What you are asked to do >> Summarize the news item on the NCUA issuances below in two sentences.

Selected text >>
+++

(Aug. 20, 2021) Summaries of three recent issuances from NCUA – on capitalizing loans, the rollout of the new examination tool, and on mortgage servicing rules – were published by NASCUS this week.
All three are available to members only. The summaries cover issuances – two letters to credit unions and one regulatory alert – issued by the agency over the last three weeks or so.
Early this month, the agency issued letter to credit unions (LTCU) 21-CU-07, which outlined limits on capitalization of loans to members. In particular, the letter pointed out, the financing of fees and commissions continue to be prohibited for federally insured credit unions, despite adoption of the new rule earlier this year allowing capitalization of loan interest. In the letter, the agency said that maintaining the prohibition on capitalization of fees “is an important consumer protection feature of the rule for member borrowers.”
In June, the agency’s board voted unanimously to lift the prohibition of capitalization of interest in connection with loan workouts and modifications; the rule took effect July 30. The change was made, NCUA said, to give borrowers additional access to loan workouts, perhaps caused by the economic disruption caused by the coronavirus crisis.

+++

Stored data >>
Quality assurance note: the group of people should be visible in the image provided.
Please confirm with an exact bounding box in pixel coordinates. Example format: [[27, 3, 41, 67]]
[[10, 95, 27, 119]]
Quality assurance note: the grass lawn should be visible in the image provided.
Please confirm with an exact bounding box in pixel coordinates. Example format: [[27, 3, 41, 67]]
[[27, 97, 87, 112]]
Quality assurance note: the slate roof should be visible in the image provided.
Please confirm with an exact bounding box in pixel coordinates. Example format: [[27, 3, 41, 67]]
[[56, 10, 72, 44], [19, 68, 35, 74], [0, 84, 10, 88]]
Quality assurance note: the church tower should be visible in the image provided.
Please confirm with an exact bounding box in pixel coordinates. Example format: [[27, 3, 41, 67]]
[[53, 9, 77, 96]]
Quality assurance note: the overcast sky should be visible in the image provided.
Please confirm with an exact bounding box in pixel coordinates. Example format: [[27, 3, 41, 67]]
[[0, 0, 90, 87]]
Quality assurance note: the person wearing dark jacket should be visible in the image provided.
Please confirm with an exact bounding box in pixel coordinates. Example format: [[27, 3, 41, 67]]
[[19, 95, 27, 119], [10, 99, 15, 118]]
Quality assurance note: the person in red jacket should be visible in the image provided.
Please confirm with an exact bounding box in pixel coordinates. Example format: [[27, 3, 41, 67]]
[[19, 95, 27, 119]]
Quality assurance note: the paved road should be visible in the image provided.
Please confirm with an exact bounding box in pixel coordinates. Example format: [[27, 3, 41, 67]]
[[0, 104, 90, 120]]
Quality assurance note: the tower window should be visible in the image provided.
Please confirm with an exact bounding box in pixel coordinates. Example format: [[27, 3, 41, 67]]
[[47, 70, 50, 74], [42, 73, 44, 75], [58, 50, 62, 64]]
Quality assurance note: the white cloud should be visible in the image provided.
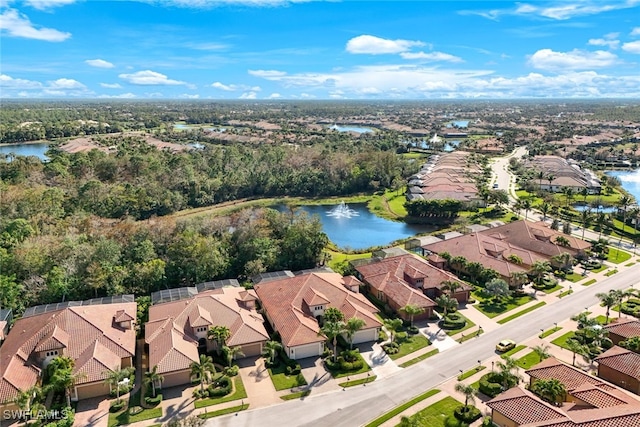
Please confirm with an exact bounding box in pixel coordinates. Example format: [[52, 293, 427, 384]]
[[118, 70, 188, 86], [0, 9, 71, 42], [48, 79, 86, 89], [25, 0, 76, 10], [529, 49, 618, 70], [589, 39, 620, 49], [346, 35, 424, 55], [400, 52, 464, 62], [622, 40, 640, 54], [84, 59, 115, 68]]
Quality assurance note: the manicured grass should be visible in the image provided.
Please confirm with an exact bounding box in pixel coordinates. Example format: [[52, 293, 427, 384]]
[[193, 375, 247, 409], [516, 351, 542, 369], [538, 326, 562, 338], [558, 289, 573, 298], [388, 334, 431, 365], [498, 301, 547, 325], [458, 365, 487, 381], [107, 390, 162, 427], [268, 363, 307, 390], [400, 348, 440, 368], [473, 292, 533, 319], [551, 331, 576, 348], [404, 396, 468, 427], [365, 389, 440, 427], [607, 246, 631, 264], [338, 375, 378, 388], [198, 403, 249, 420], [443, 311, 476, 336], [565, 273, 584, 283], [500, 344, 527, 359], [280, 390, 311, 400]]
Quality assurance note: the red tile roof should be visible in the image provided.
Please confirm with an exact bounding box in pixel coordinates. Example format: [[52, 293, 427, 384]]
[[255, 273, 382, 347], [0, 302, 136, 402]]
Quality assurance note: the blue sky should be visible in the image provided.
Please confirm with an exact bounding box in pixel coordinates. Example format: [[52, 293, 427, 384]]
[[0, 0, 640, 99]]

+++

Task response >> NASCUS published members-only summaries of three recent NCUA issuances, two letters to credit unions and one regulatory alert, covering loan capitalization, the rollout of the new examination tool, and mortgage servicing rules. One of them, letter 21-CU-07, stated that federally insured credit unions are still barred from financing fees and commissions, even though a rule that took effect July 30 allows capitalization of interest in loan workouts and modifications.